The Columbia Critic

A place to debate anything we want to. We'll talk Columbia campus issues. We'll talk up the homosexual problem. We'll talk China. And we'll talk without resorting to partisan rhetoric. We may be left. We may be right. But we aren't going to be quoting any party line. We're leading the discussion. But feel free to chime in. Hannity and Colmes this is not.

Friday, September 23, 2005

Expanding the Abortion Debate

From the Spectator ...

By Brian Wagner

September 23, 2005

The abortion debate has grown increasingly tiresome over the years, as discussion has narrowed to revolve exclusively around two oversimplified camps. On the one hand, there are those who religiously defend the right of a woman to choose, and on the other hand, there are those who exalt the right of a fetus to live. This debate is a lie, because we have declared everything except the most basic partisan rhetoric to be too controversial to openly discuss.

That is where University of Chicago economist Steven Levitt comes in. Levitt is best known in mainstream circles as the author of the bestselling book Freakonomics, which seeks to examine large data sets to answer questions that have thus far been seen as settled by “common sense.”

The book is an amazing example of the power of properly collected and examined data: Levitt argues that sumo wrestlers cheat, swimming pools are a greater danger than guns, and that most crack dealers don’t make money.

But the most important part of the book is derived from a 1999 paper Levitt co-authored, in which he explained how the legalization of abortion in the late 1970s was the single greatest factor in the massive drop of crime that occurred across the United States in the mid-to-late 1990s.

Essentially, Levitt has developed a strong set of correlations indicating that the greatest crime-fighting tool of the last 20 years has been abortion. Forget the juvenile arguments we’ve been stuck on in the media, we need to chew on this. Levitt’s findings have held up even when confronted with every other major variable during that period, including the crack cocaine epidemic, broken window policing, and aging of the population. His research provides quantitative support for the idea that when a woman who is unready to have a baby has an abortion, she actually contributes to a better society.

(Raw records)
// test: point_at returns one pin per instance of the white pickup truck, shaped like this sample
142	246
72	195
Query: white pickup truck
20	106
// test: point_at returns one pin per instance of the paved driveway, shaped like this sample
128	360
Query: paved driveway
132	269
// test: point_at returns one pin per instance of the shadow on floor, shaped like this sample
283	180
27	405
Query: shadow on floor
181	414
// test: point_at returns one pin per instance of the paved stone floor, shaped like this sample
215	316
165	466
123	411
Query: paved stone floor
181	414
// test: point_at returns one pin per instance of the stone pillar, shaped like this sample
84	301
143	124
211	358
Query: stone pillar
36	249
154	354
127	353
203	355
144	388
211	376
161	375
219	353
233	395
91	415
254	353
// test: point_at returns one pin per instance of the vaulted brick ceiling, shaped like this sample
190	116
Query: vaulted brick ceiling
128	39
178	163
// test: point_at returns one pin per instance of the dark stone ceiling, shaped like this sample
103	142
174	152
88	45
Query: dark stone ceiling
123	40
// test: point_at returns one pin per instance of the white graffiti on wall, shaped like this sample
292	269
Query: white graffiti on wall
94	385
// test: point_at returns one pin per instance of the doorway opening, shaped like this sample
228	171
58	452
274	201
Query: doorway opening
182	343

* **PROBLEMS**:
#1 Decide whether each statement agrees with the abortion-debate post. Answer yes or no for each, and quote the words from the post that decide it. (a) Levitt is an economist at the University of Chicago. (b) Levitt's findings did not hold up when tested against the crack cocaine epidemic. (c) Freakonomics argues that guns are a greater danger than swimming pools.
#2 Write the next part of the abortion-debate post, picking up after its final sentence.
Nothing in the entries is needed here.

* **ANSWERS PER TASK**:
#1
(a) Yes: "University of Chicago economist Steven Levitt"
(b) No: "Levitt’s findings have held up even when confronted with every other major variable during that period, including the crack cocaine epidemic"
(c) No: "swimming pools are a greater danger than guns"

#2
To understand Levitt’s findings in their entirety, it is necessary to read his paper, “The Impact of Legalized Abortion on Crime.” But in short, he found that while urban crime was increasing at a dizzying rate in the 1990s and politicians were warning about “super predators” who were dispossessed urban youth, a sudden change occurred. In the second half of the decade, crime plummeted everywhere. Why?

Levitt argues that the steep increase in abortions in the late 1970s, occurring at a rate of one for every two births, removed from the nation hundreds of thousands of unwanted young men who would have otherwise been the highest risk group to begin committing crimes as they came of age in the mid-1990s. But they were never born, and the generation of urban predators that President Clinton warned about, born to families that didn’t want them or couldn’t care for them, never developed.

Levitt, in his paper and later works, convincingly dispels notions that any other cause, like the end of the crack cocaine epidemic or good policing, could have been the largest factor in the lowered crime rate. Abortion removed many people at high risk to be criminals from the world. Why were they most likely to be criminals? Among other reasons, they would have been born to mothers who weren’t prepared, mentally or financially, to care or provide for them.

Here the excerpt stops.